• **INFORMATION GIVEN**:

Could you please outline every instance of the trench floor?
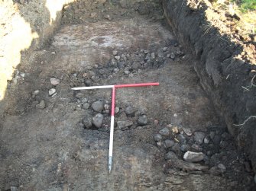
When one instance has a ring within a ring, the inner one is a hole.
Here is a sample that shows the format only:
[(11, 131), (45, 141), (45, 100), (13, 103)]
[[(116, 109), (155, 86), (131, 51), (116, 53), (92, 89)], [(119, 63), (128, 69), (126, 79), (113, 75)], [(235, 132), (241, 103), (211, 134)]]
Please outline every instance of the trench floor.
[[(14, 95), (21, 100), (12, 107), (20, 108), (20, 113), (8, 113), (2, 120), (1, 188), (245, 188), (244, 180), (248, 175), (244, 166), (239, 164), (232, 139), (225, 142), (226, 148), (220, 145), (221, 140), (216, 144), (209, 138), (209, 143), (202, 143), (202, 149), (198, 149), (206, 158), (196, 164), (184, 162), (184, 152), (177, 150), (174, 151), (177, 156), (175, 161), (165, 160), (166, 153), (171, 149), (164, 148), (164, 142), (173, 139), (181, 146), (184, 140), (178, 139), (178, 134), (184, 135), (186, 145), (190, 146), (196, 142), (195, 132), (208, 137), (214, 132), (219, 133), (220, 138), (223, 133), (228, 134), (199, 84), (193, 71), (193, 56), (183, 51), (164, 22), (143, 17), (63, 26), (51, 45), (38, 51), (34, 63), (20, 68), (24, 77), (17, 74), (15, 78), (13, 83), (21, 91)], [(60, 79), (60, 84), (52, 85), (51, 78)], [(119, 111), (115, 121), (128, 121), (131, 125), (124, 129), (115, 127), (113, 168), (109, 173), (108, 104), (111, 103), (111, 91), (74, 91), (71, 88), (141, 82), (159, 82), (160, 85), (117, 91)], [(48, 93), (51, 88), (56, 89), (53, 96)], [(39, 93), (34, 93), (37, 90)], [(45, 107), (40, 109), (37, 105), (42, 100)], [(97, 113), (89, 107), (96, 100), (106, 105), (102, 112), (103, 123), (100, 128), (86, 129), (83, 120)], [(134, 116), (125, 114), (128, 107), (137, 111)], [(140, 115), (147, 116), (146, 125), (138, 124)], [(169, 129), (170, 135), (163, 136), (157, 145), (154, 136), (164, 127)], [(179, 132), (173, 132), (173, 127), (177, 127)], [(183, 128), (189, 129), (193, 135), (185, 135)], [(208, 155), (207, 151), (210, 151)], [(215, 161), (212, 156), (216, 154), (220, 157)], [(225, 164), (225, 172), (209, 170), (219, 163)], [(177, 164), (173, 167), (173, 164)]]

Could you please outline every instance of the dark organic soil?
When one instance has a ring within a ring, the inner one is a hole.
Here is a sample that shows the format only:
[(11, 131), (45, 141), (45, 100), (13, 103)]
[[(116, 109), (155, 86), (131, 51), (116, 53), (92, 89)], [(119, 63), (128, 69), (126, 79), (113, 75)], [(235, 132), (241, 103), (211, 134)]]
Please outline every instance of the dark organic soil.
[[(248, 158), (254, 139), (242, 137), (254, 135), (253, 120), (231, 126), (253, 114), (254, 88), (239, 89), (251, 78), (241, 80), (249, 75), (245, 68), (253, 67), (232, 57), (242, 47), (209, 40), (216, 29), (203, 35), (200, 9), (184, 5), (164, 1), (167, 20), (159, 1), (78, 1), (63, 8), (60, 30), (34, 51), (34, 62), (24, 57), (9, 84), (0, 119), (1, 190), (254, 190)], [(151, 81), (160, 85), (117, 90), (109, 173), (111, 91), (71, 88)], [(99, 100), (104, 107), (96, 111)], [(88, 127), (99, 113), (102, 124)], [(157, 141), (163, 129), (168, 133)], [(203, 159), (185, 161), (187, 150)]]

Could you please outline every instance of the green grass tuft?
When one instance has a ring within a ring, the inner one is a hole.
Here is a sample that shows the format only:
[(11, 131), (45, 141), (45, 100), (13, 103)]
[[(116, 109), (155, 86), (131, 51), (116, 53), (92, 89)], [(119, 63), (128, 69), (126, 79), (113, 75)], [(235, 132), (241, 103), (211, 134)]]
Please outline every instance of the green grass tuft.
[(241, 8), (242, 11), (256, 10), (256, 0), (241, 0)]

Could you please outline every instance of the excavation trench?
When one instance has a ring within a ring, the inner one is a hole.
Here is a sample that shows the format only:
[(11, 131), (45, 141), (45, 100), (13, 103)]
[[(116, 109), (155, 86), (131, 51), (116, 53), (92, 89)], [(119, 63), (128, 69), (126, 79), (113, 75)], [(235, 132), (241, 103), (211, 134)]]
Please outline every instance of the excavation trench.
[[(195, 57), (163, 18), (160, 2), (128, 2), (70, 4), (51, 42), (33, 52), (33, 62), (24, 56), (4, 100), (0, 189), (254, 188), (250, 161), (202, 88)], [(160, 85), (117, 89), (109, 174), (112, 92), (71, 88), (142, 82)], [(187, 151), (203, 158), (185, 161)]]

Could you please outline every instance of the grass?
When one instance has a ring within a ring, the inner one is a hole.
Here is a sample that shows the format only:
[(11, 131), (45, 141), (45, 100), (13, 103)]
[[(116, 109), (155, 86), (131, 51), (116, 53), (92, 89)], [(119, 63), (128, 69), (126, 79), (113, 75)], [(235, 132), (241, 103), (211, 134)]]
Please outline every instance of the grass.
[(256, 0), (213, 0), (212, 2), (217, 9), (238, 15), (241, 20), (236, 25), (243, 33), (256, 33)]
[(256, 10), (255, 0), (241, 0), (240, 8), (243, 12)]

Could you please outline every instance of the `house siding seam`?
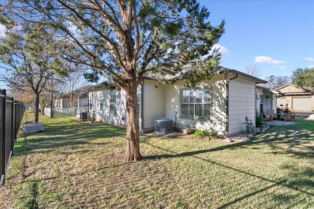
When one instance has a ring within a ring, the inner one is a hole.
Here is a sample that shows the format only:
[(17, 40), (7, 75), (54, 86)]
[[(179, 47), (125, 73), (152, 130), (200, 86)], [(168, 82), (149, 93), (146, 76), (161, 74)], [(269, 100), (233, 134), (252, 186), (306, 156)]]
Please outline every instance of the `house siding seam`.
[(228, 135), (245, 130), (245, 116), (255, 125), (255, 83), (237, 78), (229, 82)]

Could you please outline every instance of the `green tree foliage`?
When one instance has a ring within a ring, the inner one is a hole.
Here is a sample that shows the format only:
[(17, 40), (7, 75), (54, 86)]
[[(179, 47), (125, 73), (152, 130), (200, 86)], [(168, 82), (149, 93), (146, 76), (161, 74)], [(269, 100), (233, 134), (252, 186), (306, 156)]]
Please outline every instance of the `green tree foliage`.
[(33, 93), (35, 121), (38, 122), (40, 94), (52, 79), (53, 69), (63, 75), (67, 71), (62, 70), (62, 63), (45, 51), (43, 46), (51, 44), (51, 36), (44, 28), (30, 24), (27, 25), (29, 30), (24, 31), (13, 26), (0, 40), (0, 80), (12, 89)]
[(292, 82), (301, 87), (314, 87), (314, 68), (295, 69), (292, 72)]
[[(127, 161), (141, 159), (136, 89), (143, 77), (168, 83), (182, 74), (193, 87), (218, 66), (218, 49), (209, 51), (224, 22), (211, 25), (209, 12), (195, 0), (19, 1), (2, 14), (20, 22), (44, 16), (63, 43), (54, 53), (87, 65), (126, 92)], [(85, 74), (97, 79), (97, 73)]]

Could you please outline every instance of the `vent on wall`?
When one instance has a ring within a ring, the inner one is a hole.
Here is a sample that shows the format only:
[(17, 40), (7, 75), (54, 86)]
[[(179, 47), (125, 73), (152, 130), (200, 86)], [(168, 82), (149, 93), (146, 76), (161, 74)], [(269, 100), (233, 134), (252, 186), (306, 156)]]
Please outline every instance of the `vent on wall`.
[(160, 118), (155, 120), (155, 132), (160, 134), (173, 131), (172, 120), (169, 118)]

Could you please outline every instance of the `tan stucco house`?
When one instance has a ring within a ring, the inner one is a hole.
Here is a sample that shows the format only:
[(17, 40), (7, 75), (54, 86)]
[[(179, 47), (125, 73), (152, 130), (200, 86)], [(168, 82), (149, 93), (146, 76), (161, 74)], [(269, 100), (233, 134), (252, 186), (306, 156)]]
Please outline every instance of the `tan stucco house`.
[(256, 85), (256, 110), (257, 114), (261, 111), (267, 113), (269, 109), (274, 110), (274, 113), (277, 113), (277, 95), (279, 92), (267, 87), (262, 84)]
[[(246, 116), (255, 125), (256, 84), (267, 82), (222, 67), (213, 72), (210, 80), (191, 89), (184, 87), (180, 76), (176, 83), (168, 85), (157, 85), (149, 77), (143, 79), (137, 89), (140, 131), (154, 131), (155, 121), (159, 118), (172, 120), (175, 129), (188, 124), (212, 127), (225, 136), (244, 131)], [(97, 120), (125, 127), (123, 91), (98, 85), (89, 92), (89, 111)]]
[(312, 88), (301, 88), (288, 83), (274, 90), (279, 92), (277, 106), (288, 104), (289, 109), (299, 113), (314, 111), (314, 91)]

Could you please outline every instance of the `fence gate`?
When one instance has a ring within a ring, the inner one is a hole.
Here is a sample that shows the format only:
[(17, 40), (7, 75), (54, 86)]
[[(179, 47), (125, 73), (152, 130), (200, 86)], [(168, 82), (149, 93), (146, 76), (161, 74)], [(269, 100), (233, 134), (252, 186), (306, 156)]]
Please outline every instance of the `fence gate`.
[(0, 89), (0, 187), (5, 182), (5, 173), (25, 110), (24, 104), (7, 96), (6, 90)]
...
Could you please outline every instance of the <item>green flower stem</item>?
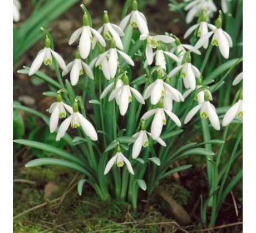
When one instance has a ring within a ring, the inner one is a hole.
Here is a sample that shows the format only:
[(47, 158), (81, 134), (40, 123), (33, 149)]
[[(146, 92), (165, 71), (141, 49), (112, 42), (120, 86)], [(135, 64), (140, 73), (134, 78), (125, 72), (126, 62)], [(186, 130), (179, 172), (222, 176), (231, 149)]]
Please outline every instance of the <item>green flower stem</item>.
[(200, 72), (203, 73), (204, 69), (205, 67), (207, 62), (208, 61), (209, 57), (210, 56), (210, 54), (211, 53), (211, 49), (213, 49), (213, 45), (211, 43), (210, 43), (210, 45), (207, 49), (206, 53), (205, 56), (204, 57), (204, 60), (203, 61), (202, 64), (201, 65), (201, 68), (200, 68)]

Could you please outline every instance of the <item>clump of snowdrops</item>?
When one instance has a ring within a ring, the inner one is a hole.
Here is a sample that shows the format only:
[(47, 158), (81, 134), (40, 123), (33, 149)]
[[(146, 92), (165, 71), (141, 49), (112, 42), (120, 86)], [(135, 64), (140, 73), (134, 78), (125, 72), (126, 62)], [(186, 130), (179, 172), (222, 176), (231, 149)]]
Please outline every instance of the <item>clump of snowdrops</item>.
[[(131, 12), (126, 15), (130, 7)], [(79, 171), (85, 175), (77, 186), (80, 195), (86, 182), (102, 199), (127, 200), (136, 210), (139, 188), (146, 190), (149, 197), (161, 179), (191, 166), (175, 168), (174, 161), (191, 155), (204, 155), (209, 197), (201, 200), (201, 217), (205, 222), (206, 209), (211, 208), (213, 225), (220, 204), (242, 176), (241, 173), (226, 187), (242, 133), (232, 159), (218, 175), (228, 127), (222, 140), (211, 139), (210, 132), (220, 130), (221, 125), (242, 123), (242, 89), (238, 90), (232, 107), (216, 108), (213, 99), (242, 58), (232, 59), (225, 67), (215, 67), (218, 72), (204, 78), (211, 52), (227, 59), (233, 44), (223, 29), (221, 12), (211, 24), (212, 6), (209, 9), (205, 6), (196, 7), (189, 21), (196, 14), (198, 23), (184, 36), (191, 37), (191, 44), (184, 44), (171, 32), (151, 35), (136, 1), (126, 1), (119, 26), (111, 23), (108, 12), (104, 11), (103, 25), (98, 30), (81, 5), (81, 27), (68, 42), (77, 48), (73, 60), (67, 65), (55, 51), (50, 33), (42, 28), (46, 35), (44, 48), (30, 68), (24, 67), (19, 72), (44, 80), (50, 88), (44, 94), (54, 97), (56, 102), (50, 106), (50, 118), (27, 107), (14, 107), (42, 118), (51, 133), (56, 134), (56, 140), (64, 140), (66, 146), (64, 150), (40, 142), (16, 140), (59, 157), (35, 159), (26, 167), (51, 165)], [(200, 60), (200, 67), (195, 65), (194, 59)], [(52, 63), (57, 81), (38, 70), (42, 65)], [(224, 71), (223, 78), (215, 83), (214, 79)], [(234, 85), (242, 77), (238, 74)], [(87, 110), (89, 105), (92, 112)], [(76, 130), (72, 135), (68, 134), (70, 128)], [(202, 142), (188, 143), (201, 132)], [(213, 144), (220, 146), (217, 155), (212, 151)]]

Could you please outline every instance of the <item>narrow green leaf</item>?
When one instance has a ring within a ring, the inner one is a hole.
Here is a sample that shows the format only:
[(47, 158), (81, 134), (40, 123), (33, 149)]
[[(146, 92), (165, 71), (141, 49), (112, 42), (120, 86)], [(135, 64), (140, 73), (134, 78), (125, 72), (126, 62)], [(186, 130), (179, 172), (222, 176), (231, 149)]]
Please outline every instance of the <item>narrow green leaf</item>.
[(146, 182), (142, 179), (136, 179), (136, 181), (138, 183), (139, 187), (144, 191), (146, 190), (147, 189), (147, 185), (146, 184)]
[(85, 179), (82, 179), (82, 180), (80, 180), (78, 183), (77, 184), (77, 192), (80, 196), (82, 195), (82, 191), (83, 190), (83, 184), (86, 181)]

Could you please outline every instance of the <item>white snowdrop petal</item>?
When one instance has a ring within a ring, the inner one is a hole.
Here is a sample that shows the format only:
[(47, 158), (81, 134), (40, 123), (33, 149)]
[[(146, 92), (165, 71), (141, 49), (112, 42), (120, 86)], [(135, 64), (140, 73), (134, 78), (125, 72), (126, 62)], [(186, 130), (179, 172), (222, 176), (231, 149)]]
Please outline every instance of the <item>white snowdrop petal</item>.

• **PROBLEM TO SOLVE**: Rewrite the listing lines starting at the line that contains "Could you please outline every instance of the <item>green" and ending at the line that contains "68), (200, 68)]", replacing "flower stem" with "flower stalk" and keeping everything else the same. Give only those lines, and omit the pictures.

• **SOLUTION TO THIS TASK**:
Could you please outline every instance of the <item>green flower stalk</item>?
When one instance has a ring within a ring, the inner one is a hole.
Here is a sample that shows the format only:
[(47, 158), (81, 134), (40, 123), (33, 149)]
[[(146, 92), (165, 71), (141, 49), (112, 42), (120, 86)], [(135, 64), (140, 73), (134, 78), (125, 72), (126, 62)], [(186, 130), (179, 172), (222, 176), (231, 149)]]
Please outline every instance of the <item>green flower stalk</item>.
[(200, 72), (203, 73), (204, 69), (205, 67), (207, 62), (208, 61), (209, 57), (210, 56), (210, 54), (211, 53), (211, 49), (213, 49), (213, 45), (211, 43), (210, 43), (210, 45), (207, 49), (206, 53), (205, 56), (204, 57), (204, 60), (203, 61), (202, 64), (201, 65), (201, 68), (200, 68)]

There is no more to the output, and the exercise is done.